* _TEXT SHOWN_
----

What separates one from an animal? Have we truly evolved? Or have we completely lost touch. Where does the line of social expectation begin and the uncontrollable urge to live within one's nature end?

True power is the degree to which one has control over their own life. I have one life to live. I'll do what I like with it.

These are my thoughts put to paper, so to speak. There will be no lies or exaggerations in this blog. If you want people to believe you lead an interesting life, then be bold and do it.
5 months ago. November 12, 2023 at 3:03 AM

I've been selfish lately.

 

There was a time where I used to engage in the communities that helped grow, shape, form and refine the man that I am. I used to write multi-page essays to help men (and women, but to a lesser extent) get what they wanted out of this life. Be it more sex, more money, more power/freedom (they're the same thing), etc.

 

I prided myself on the passing of knowledge to those who needed it. It was a great honor, and it fortified my soul deeply. There is no greater force in this world than benevolent compassion via anonymity. Helping for the sake of helping, with absolutely no "payment" other than knowing that somewhere out there, someone is living a better life because you typed out a few words and put your thoughts to paper. It made me feel good. Real good. I never shared what I was doing with anyone in my real life. Chances are, they may not understand. But more importantly, I felt like telling them was a betrayal to the nature of helping. I didn't want recognition, and I still don't. 

 

But I still want to help. 

 

So that leads me to this reason for this blog. A simple, straight-forward lesson based off of years of experience, many a lovely lady enjoyed, and many a lesson hard-learned. I've chosen this topic because of a conversation I just had on another website that I contribute to.

----

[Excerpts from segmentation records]
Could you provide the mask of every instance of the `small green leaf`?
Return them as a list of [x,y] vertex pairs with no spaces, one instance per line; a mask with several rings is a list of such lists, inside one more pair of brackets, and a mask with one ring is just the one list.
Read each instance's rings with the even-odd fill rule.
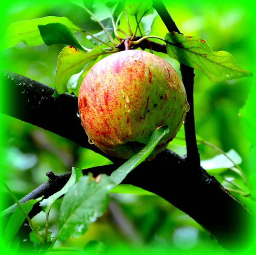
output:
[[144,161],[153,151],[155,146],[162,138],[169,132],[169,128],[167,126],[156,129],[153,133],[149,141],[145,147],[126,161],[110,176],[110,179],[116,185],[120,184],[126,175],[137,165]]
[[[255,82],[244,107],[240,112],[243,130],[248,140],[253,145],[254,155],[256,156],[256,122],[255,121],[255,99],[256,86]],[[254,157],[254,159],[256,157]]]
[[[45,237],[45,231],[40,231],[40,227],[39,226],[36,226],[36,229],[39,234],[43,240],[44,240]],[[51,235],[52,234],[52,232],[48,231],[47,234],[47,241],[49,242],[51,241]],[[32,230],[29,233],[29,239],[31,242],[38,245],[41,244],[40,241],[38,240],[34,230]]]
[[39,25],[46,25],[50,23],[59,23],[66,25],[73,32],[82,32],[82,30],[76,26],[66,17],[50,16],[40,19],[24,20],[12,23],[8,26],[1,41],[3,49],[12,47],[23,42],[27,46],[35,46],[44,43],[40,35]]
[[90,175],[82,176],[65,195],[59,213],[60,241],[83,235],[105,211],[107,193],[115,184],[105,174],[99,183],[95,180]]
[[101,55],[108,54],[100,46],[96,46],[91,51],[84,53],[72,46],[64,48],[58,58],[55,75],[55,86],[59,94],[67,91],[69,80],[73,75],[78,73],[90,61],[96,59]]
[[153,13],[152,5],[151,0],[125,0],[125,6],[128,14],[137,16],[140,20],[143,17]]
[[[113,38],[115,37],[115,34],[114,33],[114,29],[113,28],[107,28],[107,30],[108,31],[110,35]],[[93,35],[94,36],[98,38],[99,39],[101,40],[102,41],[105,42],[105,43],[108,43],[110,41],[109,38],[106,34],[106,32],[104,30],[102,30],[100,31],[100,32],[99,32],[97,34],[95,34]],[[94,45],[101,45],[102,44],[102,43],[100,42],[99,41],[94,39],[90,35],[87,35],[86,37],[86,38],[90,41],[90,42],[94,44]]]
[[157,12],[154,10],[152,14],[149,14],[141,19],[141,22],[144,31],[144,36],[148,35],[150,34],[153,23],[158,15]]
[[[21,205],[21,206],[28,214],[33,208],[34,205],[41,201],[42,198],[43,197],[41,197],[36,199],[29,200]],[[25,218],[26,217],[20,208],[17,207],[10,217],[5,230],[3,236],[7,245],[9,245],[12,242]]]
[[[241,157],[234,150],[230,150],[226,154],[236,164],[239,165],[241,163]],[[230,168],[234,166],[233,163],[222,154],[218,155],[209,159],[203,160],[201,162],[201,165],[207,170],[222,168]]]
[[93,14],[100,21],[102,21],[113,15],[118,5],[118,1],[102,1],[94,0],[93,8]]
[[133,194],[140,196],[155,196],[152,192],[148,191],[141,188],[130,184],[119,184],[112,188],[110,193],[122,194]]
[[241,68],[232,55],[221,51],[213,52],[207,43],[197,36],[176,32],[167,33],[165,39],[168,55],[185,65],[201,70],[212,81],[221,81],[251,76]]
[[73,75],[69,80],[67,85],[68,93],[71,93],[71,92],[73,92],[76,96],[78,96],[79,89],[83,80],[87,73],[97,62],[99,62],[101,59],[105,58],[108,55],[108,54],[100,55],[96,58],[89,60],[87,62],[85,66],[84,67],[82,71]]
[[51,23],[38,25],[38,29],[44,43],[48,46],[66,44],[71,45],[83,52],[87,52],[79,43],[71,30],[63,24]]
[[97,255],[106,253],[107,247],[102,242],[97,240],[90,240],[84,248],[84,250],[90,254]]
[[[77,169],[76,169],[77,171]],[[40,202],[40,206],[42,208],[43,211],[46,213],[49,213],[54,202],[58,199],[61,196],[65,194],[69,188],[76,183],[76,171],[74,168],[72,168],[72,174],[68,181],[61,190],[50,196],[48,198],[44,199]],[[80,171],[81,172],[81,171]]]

----

* _REQUIREMENTS_
1. In the blog text, what did the writer once write to help men get what they wanted out of life?
2. Update the blog text from "These are my" to "same thing), etc.", putting "distant" in place of "selfish".
3. Write what comes next in the blog text, picking up after its final sentence.

* _EXERCISE ANSWERS_
1. Multi-page essays.

2.
These are my thoughts put to paper, so to speak. There will be no lies or exaggerations in this blog. If you want people to believe you lead an interesting life, then be bold and do it.
5 months ago. November 12, 2023 at 3:03 AM

I've been distant lately.

 

There was a time where I used to engage in the communities that helped grow, shape, form and refine the man that I am. I used to write multi-page essays to help men (and women, but to a lesser extent) get what they wanted out of this life. Be it more sex, more money, more power/freedom (they're the same thing), etc.

3.
The essence of the issue was his questioning on what makes a man Alpha, Dominant and a Leader. His line of thinking was "What are the things I have to say to make her submit to me? I try to tell her what to do but she always gets bratty. What do you say to get your girls to listen?"

 

Oof...

 

Buddy, if I'm doing my job correctly, I shouldn't have to say a damn thing. My eye contact is enough. Submission is ONLY earned. But that's a mean thing to say, so I responded...

 

"What I need you to understand is there absolutely is NOT a simple "SAY X, Y AND Z AND SHE'LL SIMP FOR THAT DICK" to being dominant. If there was, we'd have discovered it a long time ago, and it would have been abused beyond belief by now. Think of it like this. Have you ever met a true and proper Alpha Male? I assume most people have met at least one. Did he walk into the room and yell "Hey guys, I'm the Alpha here so act accordingly!". Of course not, and doing so would immediately put him at the bottom of the totem poll. But his presence is sensed regardless. Why? How? It certainly wasn't from anything he said. But everyone in the room could tell. The men came up and tried to see if they could be his friend. The girls all came up and started asking him about himself, laughing or smiling at literally everything he said. 

 

Why? How could they tell what he was? Easy. It's his energy. His presence. The air around him. The air tastes different when an Alpha Male walks into the room. You look at him, he looks at you, and you immediately know what he is, and perhaps even what you are to him. But telling you to just have "dominate energy" isn't going to teach you anything. So I'll try my best to put it into more tangible terms for you."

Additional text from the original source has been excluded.